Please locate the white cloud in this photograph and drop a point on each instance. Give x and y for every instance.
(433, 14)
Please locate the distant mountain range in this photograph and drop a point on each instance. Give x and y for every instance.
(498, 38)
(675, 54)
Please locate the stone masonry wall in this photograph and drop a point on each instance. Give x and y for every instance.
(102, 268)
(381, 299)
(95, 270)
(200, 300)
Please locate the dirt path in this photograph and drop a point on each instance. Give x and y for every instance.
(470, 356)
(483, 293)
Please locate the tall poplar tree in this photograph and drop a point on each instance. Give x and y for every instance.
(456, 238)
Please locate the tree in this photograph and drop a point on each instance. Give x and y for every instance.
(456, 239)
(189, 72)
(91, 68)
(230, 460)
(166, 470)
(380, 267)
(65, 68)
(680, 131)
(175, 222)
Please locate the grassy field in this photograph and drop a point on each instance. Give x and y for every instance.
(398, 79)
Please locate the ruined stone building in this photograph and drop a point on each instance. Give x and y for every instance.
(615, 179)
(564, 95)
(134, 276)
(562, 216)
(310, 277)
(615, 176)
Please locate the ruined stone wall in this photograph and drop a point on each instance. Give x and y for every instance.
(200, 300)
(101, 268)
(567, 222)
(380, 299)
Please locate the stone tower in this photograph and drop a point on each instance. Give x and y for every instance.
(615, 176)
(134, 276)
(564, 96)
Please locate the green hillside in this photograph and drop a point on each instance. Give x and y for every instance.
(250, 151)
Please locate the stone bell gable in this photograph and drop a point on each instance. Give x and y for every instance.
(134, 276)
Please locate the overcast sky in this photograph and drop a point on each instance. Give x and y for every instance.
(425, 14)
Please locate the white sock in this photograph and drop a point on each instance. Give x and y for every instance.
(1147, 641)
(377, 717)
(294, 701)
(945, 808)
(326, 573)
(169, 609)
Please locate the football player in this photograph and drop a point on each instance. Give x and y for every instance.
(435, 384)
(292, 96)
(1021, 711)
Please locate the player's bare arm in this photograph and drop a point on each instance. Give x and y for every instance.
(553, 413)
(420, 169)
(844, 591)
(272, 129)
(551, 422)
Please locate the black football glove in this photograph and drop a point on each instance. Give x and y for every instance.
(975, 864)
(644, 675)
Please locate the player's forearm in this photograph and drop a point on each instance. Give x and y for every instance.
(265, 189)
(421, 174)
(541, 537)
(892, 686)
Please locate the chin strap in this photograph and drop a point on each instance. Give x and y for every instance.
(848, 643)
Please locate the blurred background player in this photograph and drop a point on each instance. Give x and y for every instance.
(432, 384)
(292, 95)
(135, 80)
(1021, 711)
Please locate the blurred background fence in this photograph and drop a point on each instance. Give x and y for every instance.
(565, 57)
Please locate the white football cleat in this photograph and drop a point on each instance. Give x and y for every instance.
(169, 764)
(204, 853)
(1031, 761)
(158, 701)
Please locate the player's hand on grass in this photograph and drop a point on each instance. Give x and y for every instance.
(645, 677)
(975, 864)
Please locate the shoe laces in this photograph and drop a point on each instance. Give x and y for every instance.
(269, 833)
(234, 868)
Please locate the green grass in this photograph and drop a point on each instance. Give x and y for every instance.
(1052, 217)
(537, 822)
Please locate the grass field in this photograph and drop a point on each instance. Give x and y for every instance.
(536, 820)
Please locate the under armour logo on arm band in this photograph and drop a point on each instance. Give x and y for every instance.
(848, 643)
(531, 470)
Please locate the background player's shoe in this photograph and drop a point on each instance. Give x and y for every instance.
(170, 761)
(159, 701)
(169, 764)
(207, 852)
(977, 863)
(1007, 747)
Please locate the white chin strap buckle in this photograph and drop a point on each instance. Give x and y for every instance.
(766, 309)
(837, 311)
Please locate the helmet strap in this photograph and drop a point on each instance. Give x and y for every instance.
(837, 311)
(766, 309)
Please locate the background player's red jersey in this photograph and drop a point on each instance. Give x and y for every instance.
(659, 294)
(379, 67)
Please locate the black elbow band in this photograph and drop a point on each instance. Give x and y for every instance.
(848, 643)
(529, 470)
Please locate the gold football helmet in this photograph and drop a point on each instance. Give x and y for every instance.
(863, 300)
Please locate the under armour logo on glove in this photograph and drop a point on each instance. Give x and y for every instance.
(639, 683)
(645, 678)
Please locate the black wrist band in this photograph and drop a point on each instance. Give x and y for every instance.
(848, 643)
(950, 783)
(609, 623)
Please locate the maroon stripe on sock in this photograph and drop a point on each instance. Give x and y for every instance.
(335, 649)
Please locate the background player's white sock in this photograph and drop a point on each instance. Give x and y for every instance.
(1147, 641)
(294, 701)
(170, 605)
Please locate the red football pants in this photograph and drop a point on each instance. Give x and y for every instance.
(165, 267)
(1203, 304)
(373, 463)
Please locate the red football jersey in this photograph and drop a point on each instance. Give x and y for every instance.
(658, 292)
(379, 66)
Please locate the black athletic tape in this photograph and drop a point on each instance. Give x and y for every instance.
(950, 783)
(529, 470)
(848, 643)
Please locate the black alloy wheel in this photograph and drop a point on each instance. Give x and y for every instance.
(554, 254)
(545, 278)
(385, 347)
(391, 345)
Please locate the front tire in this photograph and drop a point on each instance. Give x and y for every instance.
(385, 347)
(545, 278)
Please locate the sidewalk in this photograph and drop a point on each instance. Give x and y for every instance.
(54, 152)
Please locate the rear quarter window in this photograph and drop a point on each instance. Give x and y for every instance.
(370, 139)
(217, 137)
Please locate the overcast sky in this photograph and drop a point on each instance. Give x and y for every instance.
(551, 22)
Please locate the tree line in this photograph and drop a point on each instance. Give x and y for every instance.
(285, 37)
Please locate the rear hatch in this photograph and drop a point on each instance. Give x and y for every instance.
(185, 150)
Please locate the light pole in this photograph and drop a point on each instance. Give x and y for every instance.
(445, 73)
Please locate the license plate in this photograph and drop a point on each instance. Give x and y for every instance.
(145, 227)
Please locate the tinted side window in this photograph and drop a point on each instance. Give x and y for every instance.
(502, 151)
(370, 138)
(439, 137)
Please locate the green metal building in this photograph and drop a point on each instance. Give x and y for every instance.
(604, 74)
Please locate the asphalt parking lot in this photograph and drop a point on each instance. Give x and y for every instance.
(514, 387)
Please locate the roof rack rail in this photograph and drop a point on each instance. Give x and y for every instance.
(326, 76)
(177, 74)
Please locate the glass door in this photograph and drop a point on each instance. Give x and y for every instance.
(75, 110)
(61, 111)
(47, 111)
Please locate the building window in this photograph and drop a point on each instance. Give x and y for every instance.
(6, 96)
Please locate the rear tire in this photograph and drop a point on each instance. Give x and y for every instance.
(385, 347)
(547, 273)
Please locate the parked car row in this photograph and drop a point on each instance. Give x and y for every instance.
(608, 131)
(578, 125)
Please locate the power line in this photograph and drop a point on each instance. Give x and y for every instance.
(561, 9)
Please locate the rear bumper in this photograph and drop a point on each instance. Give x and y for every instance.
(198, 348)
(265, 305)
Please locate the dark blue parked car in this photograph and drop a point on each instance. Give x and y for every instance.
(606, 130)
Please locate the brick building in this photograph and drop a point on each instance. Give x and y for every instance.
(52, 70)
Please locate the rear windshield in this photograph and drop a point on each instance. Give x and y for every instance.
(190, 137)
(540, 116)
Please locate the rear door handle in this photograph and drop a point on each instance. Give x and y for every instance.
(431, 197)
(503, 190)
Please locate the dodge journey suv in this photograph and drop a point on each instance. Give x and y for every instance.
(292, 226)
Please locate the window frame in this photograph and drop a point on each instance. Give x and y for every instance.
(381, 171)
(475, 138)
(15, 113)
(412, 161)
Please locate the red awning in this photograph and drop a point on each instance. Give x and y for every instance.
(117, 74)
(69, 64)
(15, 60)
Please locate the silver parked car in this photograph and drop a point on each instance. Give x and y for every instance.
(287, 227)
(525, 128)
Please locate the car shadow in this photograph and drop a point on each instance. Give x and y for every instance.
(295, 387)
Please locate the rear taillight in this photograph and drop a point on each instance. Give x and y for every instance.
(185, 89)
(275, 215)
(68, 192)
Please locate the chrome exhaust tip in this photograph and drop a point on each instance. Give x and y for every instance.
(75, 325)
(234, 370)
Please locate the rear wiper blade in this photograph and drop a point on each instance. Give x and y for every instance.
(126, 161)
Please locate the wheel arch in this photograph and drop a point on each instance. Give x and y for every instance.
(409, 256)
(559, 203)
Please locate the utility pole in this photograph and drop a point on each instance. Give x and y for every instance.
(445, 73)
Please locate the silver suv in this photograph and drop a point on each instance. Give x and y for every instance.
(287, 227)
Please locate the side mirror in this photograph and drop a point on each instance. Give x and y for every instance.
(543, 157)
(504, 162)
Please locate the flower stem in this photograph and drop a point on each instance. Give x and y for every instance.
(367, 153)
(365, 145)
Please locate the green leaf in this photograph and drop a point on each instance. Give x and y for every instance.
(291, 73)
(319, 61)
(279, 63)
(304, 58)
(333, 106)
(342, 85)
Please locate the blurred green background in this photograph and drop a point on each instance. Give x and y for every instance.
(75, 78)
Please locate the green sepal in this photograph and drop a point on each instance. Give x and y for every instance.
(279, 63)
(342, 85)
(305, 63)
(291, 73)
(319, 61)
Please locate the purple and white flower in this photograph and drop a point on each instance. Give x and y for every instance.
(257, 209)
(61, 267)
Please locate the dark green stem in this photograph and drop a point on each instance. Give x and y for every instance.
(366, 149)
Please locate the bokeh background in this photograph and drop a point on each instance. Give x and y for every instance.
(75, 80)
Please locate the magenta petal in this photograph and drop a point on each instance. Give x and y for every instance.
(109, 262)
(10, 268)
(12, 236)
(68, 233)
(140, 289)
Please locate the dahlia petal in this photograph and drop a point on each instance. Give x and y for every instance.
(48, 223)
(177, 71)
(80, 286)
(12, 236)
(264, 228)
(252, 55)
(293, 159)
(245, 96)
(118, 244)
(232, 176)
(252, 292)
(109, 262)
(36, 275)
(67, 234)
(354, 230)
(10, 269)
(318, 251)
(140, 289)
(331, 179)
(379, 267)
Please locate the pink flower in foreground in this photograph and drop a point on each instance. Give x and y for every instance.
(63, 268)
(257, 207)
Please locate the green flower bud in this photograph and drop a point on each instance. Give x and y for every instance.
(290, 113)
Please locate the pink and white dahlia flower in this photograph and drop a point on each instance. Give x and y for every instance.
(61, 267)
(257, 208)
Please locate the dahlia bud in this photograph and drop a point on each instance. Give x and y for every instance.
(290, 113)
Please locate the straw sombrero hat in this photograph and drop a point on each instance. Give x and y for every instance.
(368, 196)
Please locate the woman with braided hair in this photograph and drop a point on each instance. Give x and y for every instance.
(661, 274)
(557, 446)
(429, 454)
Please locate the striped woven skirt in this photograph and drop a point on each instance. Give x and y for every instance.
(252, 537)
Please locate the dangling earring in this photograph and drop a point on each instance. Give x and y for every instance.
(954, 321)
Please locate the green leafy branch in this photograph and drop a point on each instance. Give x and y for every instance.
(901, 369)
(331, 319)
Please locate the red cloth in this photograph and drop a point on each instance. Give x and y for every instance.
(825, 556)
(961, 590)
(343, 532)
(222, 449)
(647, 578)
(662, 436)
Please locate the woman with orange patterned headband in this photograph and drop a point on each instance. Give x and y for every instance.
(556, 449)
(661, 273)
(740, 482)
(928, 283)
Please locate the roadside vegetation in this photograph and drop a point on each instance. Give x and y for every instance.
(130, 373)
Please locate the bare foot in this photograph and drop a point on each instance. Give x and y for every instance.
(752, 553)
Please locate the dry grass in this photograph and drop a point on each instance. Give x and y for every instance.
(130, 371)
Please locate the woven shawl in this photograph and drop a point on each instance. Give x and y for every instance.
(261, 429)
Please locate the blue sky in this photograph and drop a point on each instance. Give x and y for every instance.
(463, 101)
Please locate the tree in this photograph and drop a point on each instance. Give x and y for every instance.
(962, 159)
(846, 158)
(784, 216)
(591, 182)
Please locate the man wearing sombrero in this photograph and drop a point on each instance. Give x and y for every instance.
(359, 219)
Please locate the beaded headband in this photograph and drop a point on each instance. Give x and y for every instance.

## What needs to be done
Copy exactly the line containing "Please locate the striped" and every line after it, ending with the last line of the records above.

## The solution
Please locate the striped woven skirt in this photograph and drop a point on each instance. Give x and y for every instance.
(252, 537)
Please locate the dangling earring in this photograph and drop a point on each instance. Give x and y for every instance.
(954, 321)
Please locate the green leafy branch in this photograph and drop a point on each instance. Give x and y for every instance.
(901, 369)
(331, 319)
Please locate the red cloth in this photograph and drop a point on each instance. Give x and y for every instance.
(825, 556)
(961, 590)
(343, 532)
(222, 449)
(647, 578)
(662, 436)
Please locate the woman with orange patterned headband in this photograph and drop a point on each instance. Give x and y for every instance.
(556, 449)
(661, 273)
(740, 482)
(928, 283)
Please locate the roadside vegetation in this photograph and drop a point on each instance. Give x and y for every instance.
(130, 373)
Please locate the bare foot in this photograph and drop a point on each instance. Give x and y for every instance.
(752, 553)
Please locate the dry grass in this photograph and drop a point on each instance. Give x and y for every instance.
(130, 371)
Please locate the woven shawl in this photograph and drop a point on each instance. Give x and y for every instance.
(261, 429)
Please locate the blue sky in this photograph and drop a point on each instance. Give x and y for every instance.
(463, 101)
Please locate the tree in this photograph and drop a point on each instance. Give x and y for every instance.
(962, 159)
(846, 158)
(784, 216)
(591, 182)
Please locate the man wearing sombrero in this photograph and drop a point on each instance. Give x and y for every instance.
(359, 219)
Please locate the beaded headband in this photograph and drop a point on each instance. Give x and y for every instance.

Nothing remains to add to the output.